- Task item
Report each line of the entries that contains the word "small", copied in full.

- Extracted entries
((
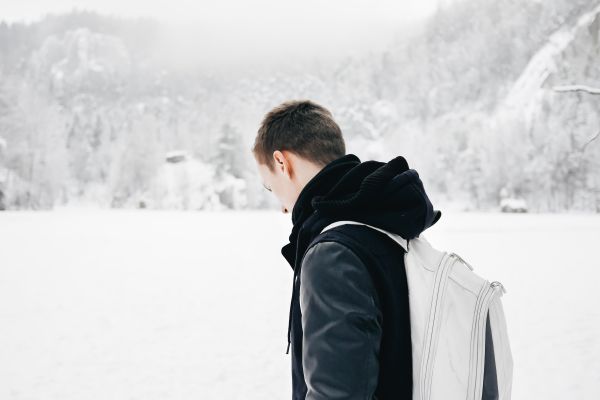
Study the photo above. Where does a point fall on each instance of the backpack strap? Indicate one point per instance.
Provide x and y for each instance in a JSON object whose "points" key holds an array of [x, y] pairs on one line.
{"points": [[397, 238]]}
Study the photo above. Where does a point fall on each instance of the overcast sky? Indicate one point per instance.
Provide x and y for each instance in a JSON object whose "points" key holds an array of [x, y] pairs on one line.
{"points": [[257, 31]]}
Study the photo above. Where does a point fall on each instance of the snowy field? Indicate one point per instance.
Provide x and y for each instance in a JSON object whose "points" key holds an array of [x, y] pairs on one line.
{"points": [[183, 305]]}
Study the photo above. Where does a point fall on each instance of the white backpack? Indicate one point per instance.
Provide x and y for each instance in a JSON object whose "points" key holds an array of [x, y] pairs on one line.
{"points": [[451, 341]]}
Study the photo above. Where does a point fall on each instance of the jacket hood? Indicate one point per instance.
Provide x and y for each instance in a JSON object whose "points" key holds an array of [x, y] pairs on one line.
{"points": [[388, 195]]}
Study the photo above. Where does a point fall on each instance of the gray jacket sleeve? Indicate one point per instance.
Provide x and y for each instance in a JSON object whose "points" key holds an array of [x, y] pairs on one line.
{"points": [[341, 322]]}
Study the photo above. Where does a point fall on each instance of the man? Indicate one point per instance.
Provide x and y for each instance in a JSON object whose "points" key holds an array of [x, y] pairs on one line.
{"points": [[349, 326]]}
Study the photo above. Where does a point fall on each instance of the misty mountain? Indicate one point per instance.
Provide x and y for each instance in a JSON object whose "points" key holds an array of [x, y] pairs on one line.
{"points": [[486, 100]]}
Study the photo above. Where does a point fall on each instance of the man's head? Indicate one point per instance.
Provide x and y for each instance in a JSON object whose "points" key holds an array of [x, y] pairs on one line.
{"points": [[294, 142]]}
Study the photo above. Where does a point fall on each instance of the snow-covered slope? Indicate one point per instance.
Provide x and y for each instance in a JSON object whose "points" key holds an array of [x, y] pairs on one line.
{"points": [[160, 305]]}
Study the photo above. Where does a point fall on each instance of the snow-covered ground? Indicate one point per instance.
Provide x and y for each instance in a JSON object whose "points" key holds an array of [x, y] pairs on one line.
{"points": [[183, 305]]}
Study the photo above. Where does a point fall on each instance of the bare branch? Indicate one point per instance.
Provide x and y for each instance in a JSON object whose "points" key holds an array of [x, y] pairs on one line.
{"points": [[577, 88]]}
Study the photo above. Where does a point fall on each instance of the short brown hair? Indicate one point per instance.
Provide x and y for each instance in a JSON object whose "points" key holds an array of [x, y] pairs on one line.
{"points": [[300, 126]]}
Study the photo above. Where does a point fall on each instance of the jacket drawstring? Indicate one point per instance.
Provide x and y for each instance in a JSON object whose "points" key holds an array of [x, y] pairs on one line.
{"points": [[290, 314]]}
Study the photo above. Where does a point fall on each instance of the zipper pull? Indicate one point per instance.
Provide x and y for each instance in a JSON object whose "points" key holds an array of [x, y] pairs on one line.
{"points": [[496, 284], [462, 260]]}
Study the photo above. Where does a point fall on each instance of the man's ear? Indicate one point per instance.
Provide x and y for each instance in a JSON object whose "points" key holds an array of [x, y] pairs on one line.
{"points": [[283, 162]]}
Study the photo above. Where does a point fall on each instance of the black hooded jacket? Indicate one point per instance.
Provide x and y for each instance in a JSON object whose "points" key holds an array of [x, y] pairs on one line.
{"points": [[349, 325]]}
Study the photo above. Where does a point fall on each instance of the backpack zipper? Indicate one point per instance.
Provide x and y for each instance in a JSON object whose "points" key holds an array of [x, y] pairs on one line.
{"points": [[478, 338], [438, 292]]}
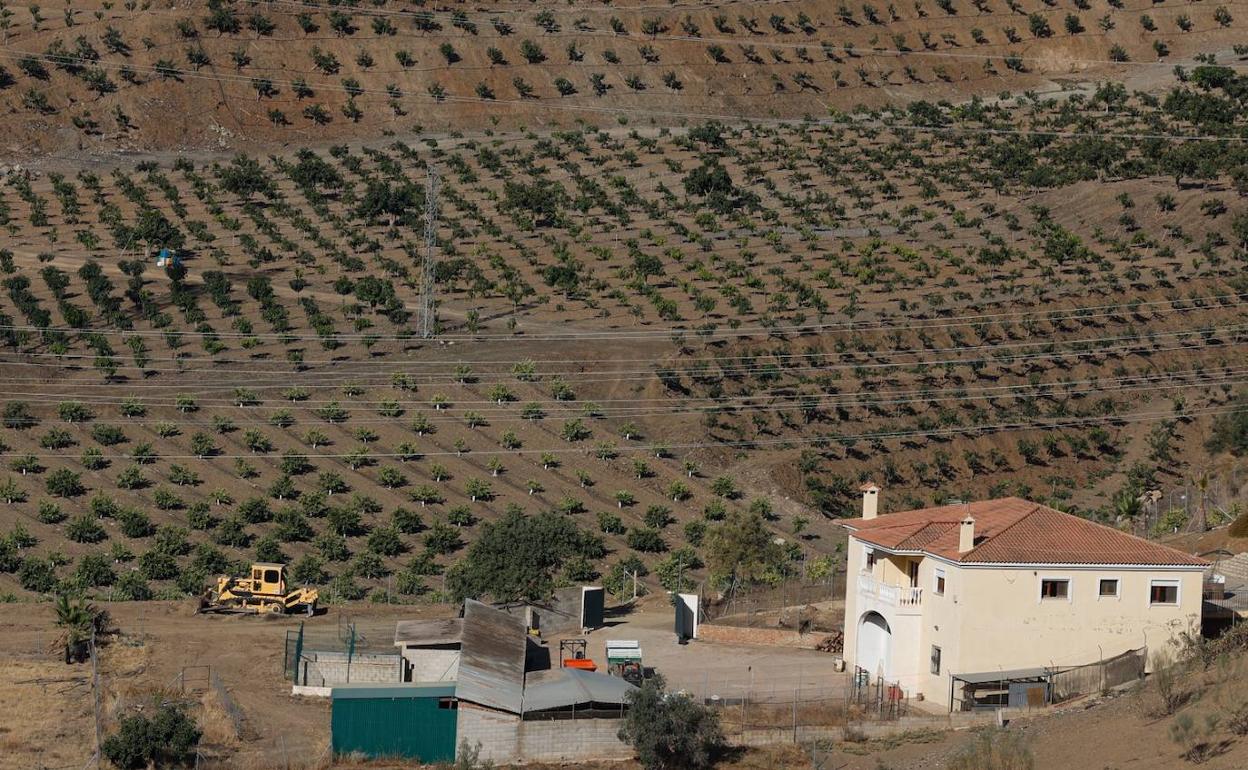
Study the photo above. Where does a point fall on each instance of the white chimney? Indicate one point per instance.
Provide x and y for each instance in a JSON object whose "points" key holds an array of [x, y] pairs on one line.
{"points": [[966, 534], [870, 501]]}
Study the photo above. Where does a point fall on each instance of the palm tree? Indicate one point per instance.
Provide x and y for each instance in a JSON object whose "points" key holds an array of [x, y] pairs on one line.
{"points": [[79, 619], [1202, 518]]}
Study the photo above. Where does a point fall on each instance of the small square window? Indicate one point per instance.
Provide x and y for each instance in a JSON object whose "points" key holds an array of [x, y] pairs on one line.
{"points": [[1055, 588], [1163, 592]]}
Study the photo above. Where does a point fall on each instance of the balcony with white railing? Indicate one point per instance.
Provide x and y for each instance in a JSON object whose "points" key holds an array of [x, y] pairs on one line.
{"points": [[904, 599]]}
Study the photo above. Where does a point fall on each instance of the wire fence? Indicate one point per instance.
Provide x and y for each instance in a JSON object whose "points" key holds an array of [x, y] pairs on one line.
{"points": [[1170, 509], [341, 655], [761, 605]]}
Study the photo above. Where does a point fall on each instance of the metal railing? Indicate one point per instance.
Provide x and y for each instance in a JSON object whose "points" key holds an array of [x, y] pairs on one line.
{"points": [[904, 598]]}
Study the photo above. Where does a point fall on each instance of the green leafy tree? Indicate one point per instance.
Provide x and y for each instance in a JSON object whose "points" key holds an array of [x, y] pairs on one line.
{"points": [[519, 555], [669, 730], [166, 739]]}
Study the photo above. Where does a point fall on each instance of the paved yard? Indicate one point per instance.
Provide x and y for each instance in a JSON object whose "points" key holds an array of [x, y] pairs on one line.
{"points": [[709, 669]]}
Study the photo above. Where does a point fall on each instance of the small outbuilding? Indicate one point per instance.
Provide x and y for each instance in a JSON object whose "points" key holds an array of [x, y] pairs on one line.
{"points": [[416, 721]]}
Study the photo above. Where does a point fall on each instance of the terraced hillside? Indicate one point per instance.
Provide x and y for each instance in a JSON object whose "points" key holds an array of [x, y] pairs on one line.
{"points": [[648, 332], [220, 74]]}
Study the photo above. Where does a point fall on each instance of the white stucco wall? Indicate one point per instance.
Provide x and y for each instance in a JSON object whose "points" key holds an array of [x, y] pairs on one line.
{"points": [[995, 619]]}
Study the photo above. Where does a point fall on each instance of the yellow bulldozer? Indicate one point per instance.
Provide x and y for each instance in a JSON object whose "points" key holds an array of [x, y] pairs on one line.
{"points": [[263, 593]]}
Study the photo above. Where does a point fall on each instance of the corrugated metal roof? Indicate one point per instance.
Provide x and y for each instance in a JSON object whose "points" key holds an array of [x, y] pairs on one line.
{"points": [[396, 689], [422, 633], [492, 658], [1004, 675], [564, 688], [1012, 531]]}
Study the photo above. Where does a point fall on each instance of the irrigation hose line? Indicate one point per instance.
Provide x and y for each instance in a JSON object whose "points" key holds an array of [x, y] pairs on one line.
{"points": [[1208, 302], [648, 375], [1043, 389], [644, 412], [669, 447], [251, 387], [849, 50], [86, 333], [537, 104], [1219, 302]]}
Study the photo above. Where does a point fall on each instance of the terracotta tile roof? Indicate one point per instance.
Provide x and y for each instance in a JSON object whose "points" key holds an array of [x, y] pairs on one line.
{"points": [[1014, 531]]}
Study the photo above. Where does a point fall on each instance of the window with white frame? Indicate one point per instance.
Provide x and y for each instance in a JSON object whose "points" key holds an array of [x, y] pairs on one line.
{"points": [[1055, 588], [1163, 593]]}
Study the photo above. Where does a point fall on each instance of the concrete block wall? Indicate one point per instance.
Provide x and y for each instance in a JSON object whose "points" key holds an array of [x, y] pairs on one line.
{"points": [[572, 740], [766, 637], [497, 734], [504, 738], [432, 664], [325, 669]]}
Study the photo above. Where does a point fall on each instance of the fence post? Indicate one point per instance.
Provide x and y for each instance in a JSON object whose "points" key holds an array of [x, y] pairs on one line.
{"points": [[795, 716], [351, 649], [95, 696]]}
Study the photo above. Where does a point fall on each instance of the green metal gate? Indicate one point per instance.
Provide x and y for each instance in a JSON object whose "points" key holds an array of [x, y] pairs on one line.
{"points": [[413, 721]]}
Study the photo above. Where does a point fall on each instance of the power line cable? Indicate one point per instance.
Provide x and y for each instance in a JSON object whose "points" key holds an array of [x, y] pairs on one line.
{"points": [[745, 443], [617, 110]]}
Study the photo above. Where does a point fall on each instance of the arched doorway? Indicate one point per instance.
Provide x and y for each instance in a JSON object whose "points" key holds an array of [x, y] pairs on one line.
{"points": [[874, 644]]}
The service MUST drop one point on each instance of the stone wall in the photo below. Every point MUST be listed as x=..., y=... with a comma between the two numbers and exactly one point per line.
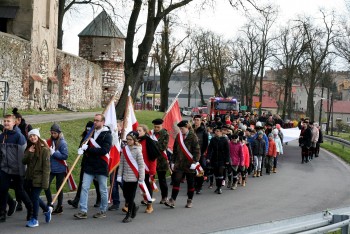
x=80, y=82
x=14, y=68
x=76, y=82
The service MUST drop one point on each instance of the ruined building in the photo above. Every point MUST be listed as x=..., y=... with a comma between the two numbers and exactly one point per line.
x=41, y=76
))
- Solution for this problem
Study the photo above. Where does a point fall on each instance of the small square window? Indicate one point per instance.
Study the photo above. Where does a point fall on each instance of the small outbuilding? Indicate one point per instance.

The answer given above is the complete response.